● Exercise requirements: Swap "short dark hair" for "curly blond hair" wherever it appears in the entries below, and write the entries out again with nothing else altered.
___
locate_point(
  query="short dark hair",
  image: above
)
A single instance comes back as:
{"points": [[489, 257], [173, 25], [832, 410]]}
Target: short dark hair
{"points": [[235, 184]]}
___
● Output below:
locate_point(
  query="curly blond hair",
  image: above
)
A single instance comes back as:
{"points": [[489, 257], [173, 25], [832, 410]]}
Target: curly blond hair
{"points": [[235, 184]]}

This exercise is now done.